◆ **EXCERPT TO READ**:
---+---
|BALLARD, J. WILLIAM - La Trobe University|
|FIELD, MATT - James Cook University|
|EDWARDS, RICHARD - University Of New South Wales|
|WILSON, LAURA - University Of New South Wales|
|KOUNGOULOS, LOUKAS - University Of Sydney|
|Rosen, Benjamin - Ben|
|CHERNOFF, BARRY - Wesleyan University|
|DUDCHENKO, OLGA - Baylor College Of Medicine|
|OMER, ARINA - Baylor College Of Medicine|
|KEILWAGEN, JENS - Julius Kuhn Institute|
|SKVORTSOVA, KSENIA - Garvan Institute Of Medical Research|
|BOGDANOVIC, OZREN - University Of New South Wales|
|CHAN, EVA - Garvan Institute Of Medical Research|
|ZAMMIT, ROBERT - Collaborator|
|HAYES, VANESSA - Garvan Institute Of Medical Research|
|AIDEN, EREZ - Baylor College Of Medicine|
Submitted to: Gigascience
Publication Type: Peer Reviewed Journal
Publication Acceptance Date: 2/28/2023
Publication Date: 3/28/2023
Citation: Ballard, J.O., Field, M.A., Edwards, R.J., Wilson, L.A., Koungoulos, L.G., Rosen, B.D., Chernoff, B., Dudchenko, O., Omer, A., Keilwagen, J., Skvortsova, K., Bogdanovic, O., Chan, E.K., Zammit, R.A., Hayes, V., Aiden, E.L. 2023. The Australasian dingo archetype: de novo chromosome-length genome assembly, DNA methylome, and cranial morphology. GigaScience. https://doi.org/10.1093/gigascience/giad018.
Interpretive Summary: Each species is described by a binomial with a single specimen expressly designated as the name-bearing type by the original author. Unfortunately, type specimens can be damaged, and obtaining long-read DNA data from many types is difficult. Such is the case with the Australian dingo: the type being represented by a 19th-century fragment of maxilla with insitu teeth from a cave deposit. Here we propose the Alpine dingo archetype Cooinda to represent the type specimen representing the regional morphotype. We link morphological descriptions of head shape and magnetic resonance imaging of brain tissue, long read de novo chromosomal and mitochondrial DNA assemblies with the epigenome to facilitate ongoing research and taxonomic discussions.
---+---
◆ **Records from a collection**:
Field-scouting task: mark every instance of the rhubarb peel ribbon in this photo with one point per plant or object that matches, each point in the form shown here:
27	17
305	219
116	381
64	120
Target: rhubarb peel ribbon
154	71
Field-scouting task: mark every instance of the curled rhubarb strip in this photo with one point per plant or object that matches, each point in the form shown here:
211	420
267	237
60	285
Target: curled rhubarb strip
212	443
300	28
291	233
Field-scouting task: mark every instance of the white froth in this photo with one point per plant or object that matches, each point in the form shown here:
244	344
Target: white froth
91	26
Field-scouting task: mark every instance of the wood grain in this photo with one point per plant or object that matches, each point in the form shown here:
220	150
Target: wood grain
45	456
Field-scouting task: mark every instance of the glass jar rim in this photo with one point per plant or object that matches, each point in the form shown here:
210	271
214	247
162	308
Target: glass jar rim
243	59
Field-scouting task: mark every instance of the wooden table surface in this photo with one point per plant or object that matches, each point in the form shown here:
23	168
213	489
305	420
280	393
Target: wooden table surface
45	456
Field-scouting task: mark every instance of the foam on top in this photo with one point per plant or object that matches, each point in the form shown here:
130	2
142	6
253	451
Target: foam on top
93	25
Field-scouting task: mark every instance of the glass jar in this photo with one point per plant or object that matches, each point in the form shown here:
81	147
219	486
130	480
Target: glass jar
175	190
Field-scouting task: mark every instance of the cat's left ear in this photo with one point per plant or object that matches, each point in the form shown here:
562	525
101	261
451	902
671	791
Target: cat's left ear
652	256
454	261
---+---
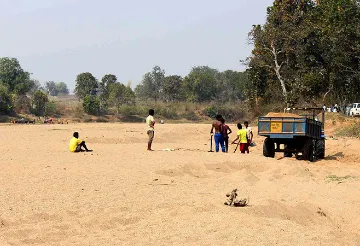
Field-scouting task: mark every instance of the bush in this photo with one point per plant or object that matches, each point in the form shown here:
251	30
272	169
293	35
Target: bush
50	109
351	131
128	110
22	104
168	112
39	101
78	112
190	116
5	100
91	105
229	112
---+---
◆ **THE PROBLEM**: In the publication record on the dingo genome, which dingo do the authors propose as the archetype to represent the type specimen?

◆ **COMPLETED TASK**: The Alpine dingo Cooinda.